→ **Exercise input**:
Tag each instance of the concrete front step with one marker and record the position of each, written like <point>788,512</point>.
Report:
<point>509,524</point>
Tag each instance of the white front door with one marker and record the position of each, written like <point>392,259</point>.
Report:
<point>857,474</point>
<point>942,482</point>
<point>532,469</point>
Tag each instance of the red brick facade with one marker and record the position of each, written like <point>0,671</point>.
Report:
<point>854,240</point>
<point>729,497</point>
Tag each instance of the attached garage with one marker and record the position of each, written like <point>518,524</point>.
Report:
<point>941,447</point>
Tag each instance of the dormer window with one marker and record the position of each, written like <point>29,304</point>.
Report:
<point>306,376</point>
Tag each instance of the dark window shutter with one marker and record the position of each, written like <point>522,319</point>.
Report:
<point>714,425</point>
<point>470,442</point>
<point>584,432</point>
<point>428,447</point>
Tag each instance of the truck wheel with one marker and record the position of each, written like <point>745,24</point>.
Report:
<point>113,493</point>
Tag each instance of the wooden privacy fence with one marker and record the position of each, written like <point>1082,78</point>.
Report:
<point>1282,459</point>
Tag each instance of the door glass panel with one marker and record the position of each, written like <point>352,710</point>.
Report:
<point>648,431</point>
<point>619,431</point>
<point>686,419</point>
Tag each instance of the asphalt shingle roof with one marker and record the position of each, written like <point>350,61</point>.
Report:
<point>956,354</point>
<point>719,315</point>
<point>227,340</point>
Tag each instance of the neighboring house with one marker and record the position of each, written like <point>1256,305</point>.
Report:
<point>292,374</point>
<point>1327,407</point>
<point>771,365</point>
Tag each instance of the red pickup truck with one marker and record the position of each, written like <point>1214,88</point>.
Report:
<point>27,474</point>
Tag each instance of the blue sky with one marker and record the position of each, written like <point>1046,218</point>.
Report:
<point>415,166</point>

→ **Task instructions**: Make an exact copy of the whole listing, so that no line is lost.

→ **Solution to the exercise**:
Tag each instance of the concrete front step with one marker and record the position of each, written like <point>788,512</point>.
Report:
<point>509,524</point>
Tag each instance of the white front door with one marker and record the position of each, written like <point>392,259</point>.
Report:
<point>857,474</point>
<point>942,482</point>
<point>532,469</point>
Tag each instance of the red brick facade with one marker and record the position of each, written like <point>0,671</point>.
Report:
<point>854,240</point>
<point>729,497</point>
Tag each instance of the attached garage with one marker and record the position of each, written like <point>518,524</point>.
Report:
<point>941,447</point>
Tag each instance of the dormer window with one marker and record the position of each, written like <point>29,304</point>.
Report:
<point>306,376</point>
Tag each instance of the dark window shutter with one marker and record the position of each, written like <point>522,319</point>.
Report:
<point>714,425</point>
<point>470,442</point>
<point>584,432</point>
<point>428,447</point>
Tag each instance of the truck wheel with one marker and record the position of each, written like <point>745,24</point>.
Report:
<point>113,493</point>
Tag each instance of the wooden privacy fence with one marker and record the position of each, written like <point>1082,78</point>.
Report:
<point>1282,459</point>
Tag each instance of the door glass panel with one marker and record the position of each, written like <point>352,710</point>.
Report:
<point>648,431</point>
<point>619,431</point>
<point>686,419</point>
Tag each instance of the asphalt shingle roof with one marker and record the position of each, written like <point>350,61</point>.
Report:
<point>956,354</point>
<point>719,315</point>
<point>227,340</point>
Tag each instance of the neighboring house with one marker and record the position of each, written like <point>1256,305</point>.
Report:
<point>292,374</point>
<point>1327,407</point>
<point>771,365</point>
Tag each instance of the red pickup truck with one marker and record the position of each, written like <point>1214,88</point>.
Report:
<point>27,474</point>
Tag each instance of the blue sky with one marker and record the position of each, written like <point>1046,218</point>.
Report:
<point>415,166</point>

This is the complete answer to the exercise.